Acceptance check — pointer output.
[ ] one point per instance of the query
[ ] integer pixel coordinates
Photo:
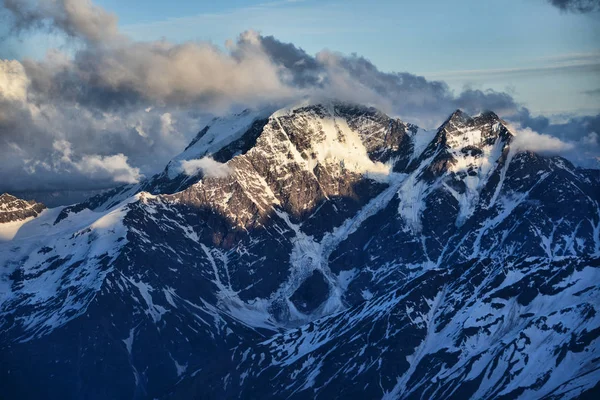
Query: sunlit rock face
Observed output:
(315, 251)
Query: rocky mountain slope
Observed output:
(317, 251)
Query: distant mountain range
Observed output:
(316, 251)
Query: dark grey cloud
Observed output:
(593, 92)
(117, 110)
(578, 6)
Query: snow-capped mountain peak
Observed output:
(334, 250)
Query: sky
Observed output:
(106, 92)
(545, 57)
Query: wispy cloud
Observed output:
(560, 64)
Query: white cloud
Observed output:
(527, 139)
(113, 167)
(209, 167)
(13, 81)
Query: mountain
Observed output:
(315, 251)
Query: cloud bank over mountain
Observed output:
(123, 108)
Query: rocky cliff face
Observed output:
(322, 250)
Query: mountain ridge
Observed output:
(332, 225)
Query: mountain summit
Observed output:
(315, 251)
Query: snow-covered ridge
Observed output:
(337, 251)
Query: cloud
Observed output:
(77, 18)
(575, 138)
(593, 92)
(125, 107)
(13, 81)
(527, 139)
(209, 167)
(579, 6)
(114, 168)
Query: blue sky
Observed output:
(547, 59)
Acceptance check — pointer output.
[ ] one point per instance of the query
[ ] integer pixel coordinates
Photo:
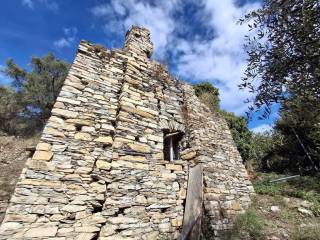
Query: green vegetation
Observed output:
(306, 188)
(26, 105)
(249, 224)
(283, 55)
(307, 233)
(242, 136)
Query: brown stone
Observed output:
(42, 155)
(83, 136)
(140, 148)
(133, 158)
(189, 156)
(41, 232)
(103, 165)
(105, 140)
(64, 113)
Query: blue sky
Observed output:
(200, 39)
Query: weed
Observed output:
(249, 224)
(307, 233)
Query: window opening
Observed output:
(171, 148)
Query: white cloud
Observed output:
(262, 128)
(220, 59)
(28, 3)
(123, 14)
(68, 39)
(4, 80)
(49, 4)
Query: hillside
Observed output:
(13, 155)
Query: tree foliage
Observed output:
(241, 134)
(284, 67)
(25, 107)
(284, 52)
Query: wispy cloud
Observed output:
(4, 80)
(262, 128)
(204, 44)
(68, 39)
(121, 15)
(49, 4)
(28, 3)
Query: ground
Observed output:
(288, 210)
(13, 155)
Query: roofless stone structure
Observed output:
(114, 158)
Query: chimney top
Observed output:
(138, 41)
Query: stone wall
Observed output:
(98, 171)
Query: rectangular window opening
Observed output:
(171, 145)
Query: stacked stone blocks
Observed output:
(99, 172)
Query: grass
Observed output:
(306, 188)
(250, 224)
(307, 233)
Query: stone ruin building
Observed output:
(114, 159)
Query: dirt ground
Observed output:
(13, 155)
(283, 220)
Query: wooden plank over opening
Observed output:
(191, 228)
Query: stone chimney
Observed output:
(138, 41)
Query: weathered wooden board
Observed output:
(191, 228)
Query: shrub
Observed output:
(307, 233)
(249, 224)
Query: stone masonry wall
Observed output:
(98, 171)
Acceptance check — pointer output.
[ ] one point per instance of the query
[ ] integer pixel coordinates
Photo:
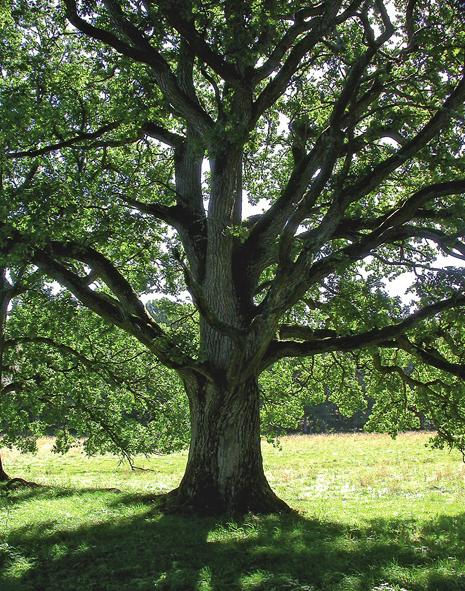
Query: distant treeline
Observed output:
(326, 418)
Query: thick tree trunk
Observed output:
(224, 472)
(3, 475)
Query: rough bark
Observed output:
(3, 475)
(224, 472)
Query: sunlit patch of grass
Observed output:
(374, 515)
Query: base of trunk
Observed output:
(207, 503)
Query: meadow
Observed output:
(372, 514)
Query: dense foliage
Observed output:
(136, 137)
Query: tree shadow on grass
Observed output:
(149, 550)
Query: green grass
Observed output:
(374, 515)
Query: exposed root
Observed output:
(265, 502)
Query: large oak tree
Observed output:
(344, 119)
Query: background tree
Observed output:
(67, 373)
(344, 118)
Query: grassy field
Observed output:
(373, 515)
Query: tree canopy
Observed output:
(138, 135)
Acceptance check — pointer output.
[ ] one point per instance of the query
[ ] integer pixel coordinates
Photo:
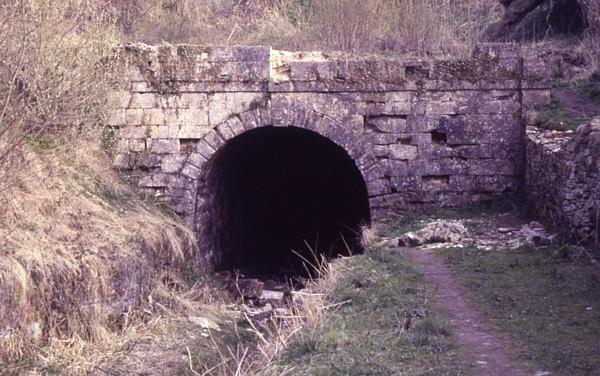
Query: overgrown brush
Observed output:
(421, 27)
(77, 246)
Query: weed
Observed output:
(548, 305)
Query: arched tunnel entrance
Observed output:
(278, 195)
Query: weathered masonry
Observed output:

================

(Prompt) Put every line of the records above into a numbered list, skipping blank lines and leaving out the pictures.

(Written response)
1. Acceptance check — pointer output.
2. [ ] one point per instance of the query
3. [ ] integer pixel coordinates
4. Photo:
5. Query: sunlit rock face
6. Observed output:
7. (315, 251)
8. Query: rocky mountain slope
9. Observed output:
10. (317, 251)
11. Query: distant mountain range
12. Observed output:
13. (316, 251)
14. Query: dark grey cloud
15. Observed output:
16. (593, 92)
17. (117, 110)
18. (578, 6)
19. Query: snow-capped mountain peak
20. Observed output:
21. (334, 250)
22. Query: sky
23. Observed output:
24. (106, 92)
25. (545, 57)
26. Query: wispy cloud
27. Observed output:
28. (560, 64)
29. Query: white cloud
30. Observed output:
31. (527, 139)
32. (113, 167)
33. (209, 167)
34. (13, 81)
35. Query: mountain
36. Observed output:
37. (315, 251)
38. Query: cloud bank over mountain
39. Observed output:
40. (123, 108)
41. Query: rocky cliff face
42. Observed output:
43. (322, 250)
44. Query: mountain ridge
45. Observed output:
46. (332, 225)
47. Query: mountain summit
48. Observed output:
49. (315, 251)
50. Query: snow-covered ridge
51. Observed output:
52. (337, 251)
53. Query: cloud
54. Observed output:
55. (77, 18)
56. (575, 138)
57. (593, 92)
58. (125, 107)
59. (13, 81)
60. (527, 139)
61. (209, 167)
62. (579, 6)
63. (114, 168)
64. Query: blue sky
65. Observed output:
66. (547, 59)
67. Acceptance check — pointer output.
68. [ ] one point per instance of the query
69. [ ] integer pixel coordinates
70. Photo:
71. Query: green vegetation
72. Observed output:
73. (306, 188)
74. (26, 105)
75. (249, 224)
76. (283, 55)
77. (307, 233)
78. (242, 136)
79. Query: brown stone
80. Observed output:
81. (42, 155)
82. (83, 136)
83. (140, 148)
84. (133, 158)
85. (189, 156)
86. (41, 232)
87. (103, 165)
88. (105, 140)
89. (64, 113)
90. Query: blue sky
91. Observed output:
92. (200, 39)
93. Query: weed
94. Observed output:
95. (249, 224)
96. (307, 233)
97. Query: window opening
98. Observed output:
99. (171, 148)
100. Query: white cloud
101. Observed output:
102. (262, 128)
103. (220, 59)
104. (28, 3)
105. (123, 14)
106. (68, 39)
107. (4, 80)
108. (49, 4)
109. Query: hillside
110. Observed output:
111. (13, 155)
112. Query: tree foliage
113. Observed output:
114. (241, 134)
115. (284, 67)
116. (25, 107)
117. (284, 52)
118. Query: wispy cloud
119. Observed output:
120. (4, 80)
121. (262, 128)
122. (204, 44)
123. (68, 39)
124. (121, 15)
125. (49, 4)
126. (28, 3)
127. Query: ground
128. Observed output:
129. (288, 210)
130. (13, 155)
131. Query: roofless stone structure
132. Observed output:
133. (114, 158)
134. Query: chimney top
135. Observed output:
136. (138, 41)
137. Query: stone wall
138. Observed output:
139. (98, 171)
140. Query: rectangular window opening
141. Observed output:
142. (171, 145)
143. Query: stacked stone blocks
144. Observed output:
145. (99, 172)
146. Query: grass
147. Observed output:
148. (306, 188)
149. (250, 224)
150. (307, 233)
151. Query: stone ruin building
152. Observed output:
153. (114, 159)
154. Query: dirt ground
155. Observed output:
156. (13, 155)
157. (283, 220)
158. Query: wooden plank over opening
159. Observed output:
160. (191, 228)
161. Query: stone chimney
162. Observed output:
163. (138, 41)
164. Query: weathered wooden board
165. Observed output:
166. (191, 228)
167. Query: shrub
168. Observed output:
169. (307, 233)
170. (249, 224)
171. Query: stone masonry wall
172. Observed output:
173. (98, 171)
174. Acceptance check — pointer output.
175. [ ] one point per instance of the query
176. [ ] integer pixel coordinates
177. Photo:
178. Query: distant treeline
179. Observed output:
180. (326, 418)
181. Query: thick tree trunk
182. Observed output:
183. (224, 472)
184. (3, 475)
185. Query: rough bark
186. Observed output:
187. (3, 475)
188. (224, 472)
189. Query: sunlit patch of grass
190. Observed output:
191. (374, 515)
192. Query: base of trunk
193. Observed output:
194. (207, 503)
195. Query: meadow
196. Observed output:
197. (372, 514)
198. Query: dense foliage
199. Observed output:
200. (136, 137)
201. Query: tree shadow on grass
202. Observed output:
203. (149, 550)
204. Query: green grass
205. Observed output:
206. (374, 515)
207. Query: exposed root
208. Observed output:
209. (265, 502)
210. Query: large oak tree
211. Observed output:
212. (344, 119)
213. Query: background tree
214. Observed output:
215. (67, 373)
216. (344, 118)
217. Query: grassy field
218. Observed output:
219. (373, 515)
220. Query: tree canopy
221. Observed output:
222. (138, 135)
223. Acceptance check — pointer output.
224. [ ] one point per instance of the query
225. [ ] integer pixel coordinates
226. Photo:
227. Query: overgrown brush
228. Observed output:
229. (421, 27)
230. (77, 246)
231. Query: weed
232. Observed output:
233. (548, 305)
234. Query: arched tunnel entrance
235. Observed output:
236. (278, 195)
237. Query: weathered masonry
238. Observed output:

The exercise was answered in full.